A sample of Abstraction and Reasoning Corpus

Les machines sont conçues à partir de systèmes formels. Les ordinateurs sont des outils de notre intelligence qui fonctionnent à partir des symboles que nous leur faisons manipuler. Ils transforment les données (data) que nous leur envoyons en entrée (input) en données que nous récupérons en sortie (output). Depuis l’invention du machine learning et du reinforcement learning, ce ne sont plus des séquences d’instructions écrites par des humains qui opèrent cette transformation mais des modèles dont les paramètres sont optimisés par apprentissage (training). Le travail des chercheurs en intelligence artificielle consiste à imaginer de nouveaux algorithmes d’apprentissage qui permettent d’entraîner ces modèles à réaliser des fonctions de plus en plus élaborées. Nous programmons les mécanismes de l’entraînement et choisissons les données à partir desquels sont optimisés les nombreux paramètres du modèle mais nous ne connaissons pas le détail des opérations qui constituent finalement ces fonctions.

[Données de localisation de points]
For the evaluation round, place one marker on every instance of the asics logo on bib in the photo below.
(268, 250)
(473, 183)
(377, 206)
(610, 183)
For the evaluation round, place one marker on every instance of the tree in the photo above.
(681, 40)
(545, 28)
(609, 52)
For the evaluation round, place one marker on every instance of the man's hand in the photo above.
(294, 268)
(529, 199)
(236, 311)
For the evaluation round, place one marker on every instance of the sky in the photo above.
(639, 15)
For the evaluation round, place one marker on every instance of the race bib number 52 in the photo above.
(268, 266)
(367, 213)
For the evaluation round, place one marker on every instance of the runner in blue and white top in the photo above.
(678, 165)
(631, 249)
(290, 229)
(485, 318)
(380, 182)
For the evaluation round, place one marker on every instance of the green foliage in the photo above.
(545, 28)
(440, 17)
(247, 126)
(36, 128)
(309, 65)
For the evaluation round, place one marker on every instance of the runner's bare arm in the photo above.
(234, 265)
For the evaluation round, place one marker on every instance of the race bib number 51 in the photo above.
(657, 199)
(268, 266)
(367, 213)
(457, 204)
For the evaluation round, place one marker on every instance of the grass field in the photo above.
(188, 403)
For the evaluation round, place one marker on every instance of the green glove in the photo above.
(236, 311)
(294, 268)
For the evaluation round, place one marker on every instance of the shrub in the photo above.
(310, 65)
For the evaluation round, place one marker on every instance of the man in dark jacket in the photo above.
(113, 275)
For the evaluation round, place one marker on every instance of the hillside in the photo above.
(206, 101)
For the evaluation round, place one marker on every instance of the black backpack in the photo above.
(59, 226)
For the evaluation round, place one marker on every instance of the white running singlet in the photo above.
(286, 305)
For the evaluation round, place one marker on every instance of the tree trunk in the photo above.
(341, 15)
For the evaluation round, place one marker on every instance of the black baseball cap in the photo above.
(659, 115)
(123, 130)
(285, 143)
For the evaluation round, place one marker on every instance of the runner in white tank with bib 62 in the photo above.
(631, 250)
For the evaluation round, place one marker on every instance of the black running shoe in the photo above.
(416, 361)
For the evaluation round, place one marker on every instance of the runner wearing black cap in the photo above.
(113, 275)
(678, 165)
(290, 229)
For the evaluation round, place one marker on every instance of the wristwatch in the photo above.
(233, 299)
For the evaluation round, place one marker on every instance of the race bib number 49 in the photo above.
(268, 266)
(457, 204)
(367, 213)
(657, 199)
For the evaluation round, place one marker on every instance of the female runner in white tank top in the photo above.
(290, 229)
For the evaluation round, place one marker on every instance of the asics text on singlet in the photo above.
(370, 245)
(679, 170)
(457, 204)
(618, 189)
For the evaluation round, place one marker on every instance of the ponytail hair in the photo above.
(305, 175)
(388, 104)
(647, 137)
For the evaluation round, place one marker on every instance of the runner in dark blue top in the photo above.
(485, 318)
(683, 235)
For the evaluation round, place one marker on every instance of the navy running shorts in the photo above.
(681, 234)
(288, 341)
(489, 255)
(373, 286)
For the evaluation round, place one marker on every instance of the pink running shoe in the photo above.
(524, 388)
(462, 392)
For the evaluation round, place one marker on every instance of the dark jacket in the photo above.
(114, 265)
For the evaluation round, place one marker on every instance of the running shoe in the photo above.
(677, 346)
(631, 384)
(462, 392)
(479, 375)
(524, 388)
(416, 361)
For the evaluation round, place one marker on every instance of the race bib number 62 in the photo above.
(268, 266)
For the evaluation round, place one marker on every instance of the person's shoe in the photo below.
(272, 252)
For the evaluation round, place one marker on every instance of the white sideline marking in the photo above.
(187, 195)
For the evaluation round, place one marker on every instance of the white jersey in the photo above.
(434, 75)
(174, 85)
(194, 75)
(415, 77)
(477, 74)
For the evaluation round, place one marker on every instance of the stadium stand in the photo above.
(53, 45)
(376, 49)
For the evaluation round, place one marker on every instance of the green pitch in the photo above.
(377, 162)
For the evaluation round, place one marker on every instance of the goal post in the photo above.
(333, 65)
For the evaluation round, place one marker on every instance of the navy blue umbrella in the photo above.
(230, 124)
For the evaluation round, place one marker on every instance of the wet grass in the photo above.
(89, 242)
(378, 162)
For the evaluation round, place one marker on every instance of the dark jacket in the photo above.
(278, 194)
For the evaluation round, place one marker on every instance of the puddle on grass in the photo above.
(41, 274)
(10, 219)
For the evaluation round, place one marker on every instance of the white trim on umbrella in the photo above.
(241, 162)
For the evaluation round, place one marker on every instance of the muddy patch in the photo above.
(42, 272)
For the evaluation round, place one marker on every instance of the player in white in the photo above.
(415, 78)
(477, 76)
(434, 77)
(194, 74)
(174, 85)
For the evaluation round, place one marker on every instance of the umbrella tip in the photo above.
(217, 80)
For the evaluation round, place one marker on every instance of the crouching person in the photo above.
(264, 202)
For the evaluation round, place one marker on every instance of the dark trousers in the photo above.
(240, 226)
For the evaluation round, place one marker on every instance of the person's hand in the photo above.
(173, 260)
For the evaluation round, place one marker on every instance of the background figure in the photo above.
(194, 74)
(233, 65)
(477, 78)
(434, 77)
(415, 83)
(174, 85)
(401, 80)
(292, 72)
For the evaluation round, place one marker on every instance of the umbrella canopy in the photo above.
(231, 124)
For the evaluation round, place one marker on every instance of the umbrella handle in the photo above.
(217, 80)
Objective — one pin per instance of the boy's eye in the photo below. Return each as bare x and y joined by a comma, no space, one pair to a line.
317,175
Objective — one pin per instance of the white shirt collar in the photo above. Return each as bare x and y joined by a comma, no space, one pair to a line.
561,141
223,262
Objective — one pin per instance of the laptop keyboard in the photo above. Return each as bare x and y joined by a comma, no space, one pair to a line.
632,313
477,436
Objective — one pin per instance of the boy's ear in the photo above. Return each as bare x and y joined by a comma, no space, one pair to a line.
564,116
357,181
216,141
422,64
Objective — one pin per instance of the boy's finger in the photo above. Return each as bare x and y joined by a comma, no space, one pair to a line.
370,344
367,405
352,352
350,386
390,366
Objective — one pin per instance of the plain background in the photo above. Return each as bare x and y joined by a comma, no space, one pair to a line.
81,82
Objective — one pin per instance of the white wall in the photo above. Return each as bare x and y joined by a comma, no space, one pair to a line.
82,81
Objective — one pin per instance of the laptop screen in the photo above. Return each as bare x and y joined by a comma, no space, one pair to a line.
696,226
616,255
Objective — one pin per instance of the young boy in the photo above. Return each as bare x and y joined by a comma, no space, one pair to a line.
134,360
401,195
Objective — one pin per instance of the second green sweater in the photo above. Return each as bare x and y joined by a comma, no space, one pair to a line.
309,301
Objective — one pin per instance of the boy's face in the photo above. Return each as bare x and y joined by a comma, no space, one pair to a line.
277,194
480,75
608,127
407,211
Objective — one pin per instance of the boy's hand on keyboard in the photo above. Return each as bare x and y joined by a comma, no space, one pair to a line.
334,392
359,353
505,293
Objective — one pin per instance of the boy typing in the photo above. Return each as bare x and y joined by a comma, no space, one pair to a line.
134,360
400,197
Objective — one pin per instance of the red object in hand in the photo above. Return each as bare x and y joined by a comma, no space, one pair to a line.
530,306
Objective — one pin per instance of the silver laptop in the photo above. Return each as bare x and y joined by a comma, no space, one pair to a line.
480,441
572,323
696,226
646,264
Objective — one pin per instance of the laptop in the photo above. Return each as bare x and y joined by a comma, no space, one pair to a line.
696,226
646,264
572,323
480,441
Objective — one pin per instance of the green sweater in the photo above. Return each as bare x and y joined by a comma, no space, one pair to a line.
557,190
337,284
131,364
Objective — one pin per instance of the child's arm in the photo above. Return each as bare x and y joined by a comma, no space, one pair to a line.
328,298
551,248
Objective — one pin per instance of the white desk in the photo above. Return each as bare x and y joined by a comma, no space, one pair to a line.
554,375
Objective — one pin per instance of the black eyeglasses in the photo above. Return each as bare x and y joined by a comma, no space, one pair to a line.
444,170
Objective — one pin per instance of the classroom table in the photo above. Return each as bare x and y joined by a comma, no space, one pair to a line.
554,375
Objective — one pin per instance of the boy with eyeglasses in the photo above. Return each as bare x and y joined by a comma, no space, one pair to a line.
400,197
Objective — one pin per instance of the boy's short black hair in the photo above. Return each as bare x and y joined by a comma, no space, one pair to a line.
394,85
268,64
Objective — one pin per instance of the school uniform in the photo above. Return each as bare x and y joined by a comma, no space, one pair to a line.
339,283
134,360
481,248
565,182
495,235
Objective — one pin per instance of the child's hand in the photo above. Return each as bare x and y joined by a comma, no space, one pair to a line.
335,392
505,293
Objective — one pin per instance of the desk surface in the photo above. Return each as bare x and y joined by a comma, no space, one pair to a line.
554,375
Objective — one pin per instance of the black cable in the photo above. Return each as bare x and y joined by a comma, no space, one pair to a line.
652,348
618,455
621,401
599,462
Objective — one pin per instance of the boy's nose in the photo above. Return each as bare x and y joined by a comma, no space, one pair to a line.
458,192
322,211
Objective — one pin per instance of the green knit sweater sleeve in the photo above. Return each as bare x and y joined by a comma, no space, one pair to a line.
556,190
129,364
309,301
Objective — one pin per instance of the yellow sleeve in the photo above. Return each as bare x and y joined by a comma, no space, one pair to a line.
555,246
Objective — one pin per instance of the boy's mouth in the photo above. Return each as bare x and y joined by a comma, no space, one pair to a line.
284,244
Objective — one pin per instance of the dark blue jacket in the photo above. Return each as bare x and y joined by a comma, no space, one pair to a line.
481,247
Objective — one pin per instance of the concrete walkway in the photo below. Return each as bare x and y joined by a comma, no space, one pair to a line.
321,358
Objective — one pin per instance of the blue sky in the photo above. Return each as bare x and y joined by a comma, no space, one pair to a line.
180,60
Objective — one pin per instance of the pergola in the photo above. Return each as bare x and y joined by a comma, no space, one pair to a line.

### ACTION DEMANDÉE A
Relevez tous les termes anglais placés entre parenthèses dans le texte sur l'apprentissage des machines.
### ACTION DEMANDÉE B
Pour chacune des affirmations suivantes, dites si elle concorde avec le texte sur l'apprentissage des machines : (i) les chercheurs connaissent le détail des opérations qui constituent les fonctions des modèles ; (ii) les paramètres des modèles sont optimisés par apprentissage ; (iii) les ordinateurs fonctionnent à partir de symboles que nous leur faisons manipuler.
### ACTION DEMANDÉE C
Poursuivez le texte sur l'apprentissage des machines après sa dernière phrase.

### RÉPONSE DE L'EXERCICE A
data, input, output, training

### RÉPONSE DE L'EXERCICE B
(i) Non : « nous ne connaissons pas le détail des opérations qui constituent finalement ces fonctions »
(ii) Oui : « des modèles dont les paramètres sont optimisés par apprentissage (training) »
(iii) Oui : « Les ordinateurs sont des outils de notre intelligence qui fonctionnent à partir des symboles que nous leur faisons manipuler »

### RÉPONSE DE L'EXERCICE C
C’est particulièrement le cas avec les réseaux de neurones artificiels, un modèle qui s’inspire d’une représentation biologique simple des neurones de notre cerveau et qui les connecte en couches (layers) qui se succèdent pour constituer les étapes d’un processus de transformation des données, en partant de celles reçues dans la couche d’entrée pour arriver au résultat récupéré dans la couche de sortie. L’architecture des connexions entre les neurones (ou cellules) de ces réseaux et les mécanismes qui définissent le fonctionnement de chaque cellule s’est complexifiée par des inventions notables comme les réseaux convolutifs et les mécanismes d’attention. C’est ce qui a amélioré les performances et les capacités de ces réseaux de neurones, depuis la première version du Perceptron en 1957, le premier mécanisme d’apprentissage du Perceptron multi-couches des années 1980, jusqu’au deep learning des années 2010 et aux grands modèles de langage (Large Language Models ou LLM) autour de 2020.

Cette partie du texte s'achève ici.